WHAT YOU WILL DO: Copy out the entries below with every "precise bounding box" changed to "exact bounding box", leaving all other text as it is.

EXTRACTED INFORMATION:
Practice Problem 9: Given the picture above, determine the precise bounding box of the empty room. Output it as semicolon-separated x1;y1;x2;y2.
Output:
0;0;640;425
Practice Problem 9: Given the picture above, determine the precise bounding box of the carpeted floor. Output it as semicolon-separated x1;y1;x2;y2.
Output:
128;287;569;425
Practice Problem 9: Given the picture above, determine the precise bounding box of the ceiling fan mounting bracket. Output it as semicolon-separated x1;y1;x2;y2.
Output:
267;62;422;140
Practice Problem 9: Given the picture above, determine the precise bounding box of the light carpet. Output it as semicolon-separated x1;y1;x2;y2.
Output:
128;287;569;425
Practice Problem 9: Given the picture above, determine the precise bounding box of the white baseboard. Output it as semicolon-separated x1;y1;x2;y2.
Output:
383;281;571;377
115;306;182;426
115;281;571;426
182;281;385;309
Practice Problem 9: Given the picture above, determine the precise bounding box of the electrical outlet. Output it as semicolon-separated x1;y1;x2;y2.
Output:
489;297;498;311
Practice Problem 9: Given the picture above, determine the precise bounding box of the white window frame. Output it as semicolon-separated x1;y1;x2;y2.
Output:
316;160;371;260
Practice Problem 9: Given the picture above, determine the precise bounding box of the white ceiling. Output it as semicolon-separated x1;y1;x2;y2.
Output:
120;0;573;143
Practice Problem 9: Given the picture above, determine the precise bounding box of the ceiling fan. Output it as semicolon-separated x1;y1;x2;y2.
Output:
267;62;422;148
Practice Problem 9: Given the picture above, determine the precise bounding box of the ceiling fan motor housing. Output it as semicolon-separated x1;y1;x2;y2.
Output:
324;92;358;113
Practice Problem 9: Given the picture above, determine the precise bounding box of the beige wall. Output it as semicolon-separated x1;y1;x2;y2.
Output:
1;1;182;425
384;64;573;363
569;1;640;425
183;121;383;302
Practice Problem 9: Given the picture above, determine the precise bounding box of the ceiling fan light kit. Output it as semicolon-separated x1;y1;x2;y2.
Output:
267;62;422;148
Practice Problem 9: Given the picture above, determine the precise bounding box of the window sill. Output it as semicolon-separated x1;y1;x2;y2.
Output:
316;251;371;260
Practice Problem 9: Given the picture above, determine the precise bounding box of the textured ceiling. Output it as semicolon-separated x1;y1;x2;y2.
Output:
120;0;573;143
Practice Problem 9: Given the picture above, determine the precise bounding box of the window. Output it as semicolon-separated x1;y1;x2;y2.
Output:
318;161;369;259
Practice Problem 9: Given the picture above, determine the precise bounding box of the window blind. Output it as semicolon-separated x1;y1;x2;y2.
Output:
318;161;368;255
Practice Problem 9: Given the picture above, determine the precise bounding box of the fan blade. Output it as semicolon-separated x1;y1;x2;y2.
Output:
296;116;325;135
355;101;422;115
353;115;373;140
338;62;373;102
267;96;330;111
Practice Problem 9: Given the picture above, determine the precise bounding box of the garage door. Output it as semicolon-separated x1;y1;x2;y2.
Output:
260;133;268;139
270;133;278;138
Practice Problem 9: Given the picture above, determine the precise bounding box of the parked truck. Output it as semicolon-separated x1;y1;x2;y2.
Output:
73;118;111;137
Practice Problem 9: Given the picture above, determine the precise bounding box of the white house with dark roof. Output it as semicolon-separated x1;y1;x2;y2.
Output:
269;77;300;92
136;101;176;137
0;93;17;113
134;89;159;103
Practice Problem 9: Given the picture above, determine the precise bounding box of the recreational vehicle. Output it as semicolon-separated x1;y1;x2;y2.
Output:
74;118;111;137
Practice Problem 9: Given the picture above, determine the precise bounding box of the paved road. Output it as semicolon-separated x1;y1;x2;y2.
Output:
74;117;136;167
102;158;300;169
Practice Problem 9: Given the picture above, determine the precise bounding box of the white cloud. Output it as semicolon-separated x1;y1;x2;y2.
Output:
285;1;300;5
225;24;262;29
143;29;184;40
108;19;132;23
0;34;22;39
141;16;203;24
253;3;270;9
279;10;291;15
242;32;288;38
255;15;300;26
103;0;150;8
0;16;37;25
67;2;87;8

FULL OUTPUT:
Practice Problem 9: Given the picture above, determine the exact bounding box of the empty room. Output it as semicolon-separated x1;y1;x2;y2.
Output:
0;0;640;425
Practice Problem 9: Given the picture above, determine the exact bounding box of the carpeted floor. Output it as semicolon-separated x1;y1;x2;y2.
Output:
128;287;569;425
Practice Problem 9: Given the picture above, determine the exact bounding box of the ceiling fan mounting bracket. Output it as semicolon-separated x1;y1;x2;y2.
Output:
267;62;422;140
Practice Problem 9: Given the picture above, determine the exact bounding box of the light carpet. Output it as semicolon-separated x1;y1;x2;y2.
Output:
128;287;569;425
Practice Problem 9: Given the picture above, determine the exact bounding box of the white baseboard. Output it as semicolon-separated x1;y1;x2;y2.
Output:
383;281;571;377
115;306;182;426
115;281;571;426
182;281;385;309
Practice Problem 9: Given the picture above, determine the exact bounding box of the electrical outlet. Output it as semicolon-separated x1;y1;x2;y2.
Output:
489;297;498;311
Practice Problem 9: Given the picture above, determine the exact bounding box of the white window frame. Output it as semicolon-separated x1;y1;x2;y2.
Output:
316;160;371;260
Practice Problem 9: Given the picture above, determine the exact bounding box of the white ceiling. Output it as semicolon-separated x1;y1;x2;y2.
Output:
120;0;573;143
Practice Problem 9: Given the picture above, determine the exact bounding box of the ceiling fan. Output it as semicolon-separated x1;y1;x2;y2.
Output:
267;62;422;148
Practice Problem 9: Given the picture above, determine the exact bounding box of the ceiling fan motor housing. Output it as semicolon-separated x1;y1;x2;y2.
Output:
324;92;358;113
Practice Problem 9: Given the picture above, determine the exact bounding box of the beige wall. Output it as semicolon-separated x1;y1;x2;y2.
Output:
1;1;182;425
384;64;573;363
569;1;640;425
183;121;383;302
Practice Problem 9: Given the picture above, determine the exact bounding box of the ceiling fan light kit. Output it as semicolon-separated x1;y1;x2;y2.
Output:
267;62;422;148
Practice Problem 9: Given the picture above, determine the exact bounding box of the window sill. Output it as semicolon-separated x1;y1;x2;y2.
Output:
316;251;371;260
Practice Problem 9: Given the picture above, determine the exact bounding box of the textured ceiling. Output it as semicolon-separated x1;y1;x2;y2.
Output:
120;0;573;143
Practice Problem 9: Given the picture above, determine the exact bounding box of the window. Output it as semicolon-separated x1;y1;x2;y2.
Output:
318;161;369;259
Practice Problem 9: Given the picture above, determine the exact bounding box of the window blind. Output it as semicolon-separated x1;y1;x2;y2.
Output:
318;161;368;255
Practice Problem 9: Given the picture above, determine the exact bounding box of the fan blade. Output it as semicolon-separated x1;y1;x2;y2.
Output:
296;116;325;135
355;101;422;115
353;115;373;140
338;62;373;102
267;96;330;111
Practice Problem 9: Given the picture above, determine the exact bounding box of the garage door. Output it as semicolon-separated x1;y1;x2;y2.
Output:
260;133;268;139
270;133;278;138
Practice Problem 9: Given the picture above, determine the exact bounding box of the parked truck. Output it as semicolon-separated x1;y1;x2;y2.
Output:
73;118;111;137
Practice Problem 9: Given the picture above, determine the exact bounding box of the white house with dark roof. Output it as semicolon-separated x1;y1;x2;y2.
Output:
269;77;300;92
136;101;176;137
0;93;17;113
134;89;159;103
Practice Problem 9: Given the picture above, determine the exact bounding box of the recreational vehicle. Output it as semicolon-separated x1;y1;x2;y2.
Output:
74;118;111;137
Practice Problem 9: Given the picture above, determine the exact bounding box of the paved road. Output it as semicolon-separated x1;y1;x2;y2.
Output:
74;117;136;167
102;158;300;169
Practice Problem 9: Given the picture above, determine the exact bounding box of the white cloud. Output it as semicolon-separated x1;y1;x2;y2.
Output:
285;1;300;5
225;24;262;29
143;29;184;40
108;19;132;23
0;34;22;39
141;16;203;24
253;3;270;9
279;10;291;15
242;32;288;38
255;15;300;26
103;0;150;8
0;16;37;25
67;2;87;8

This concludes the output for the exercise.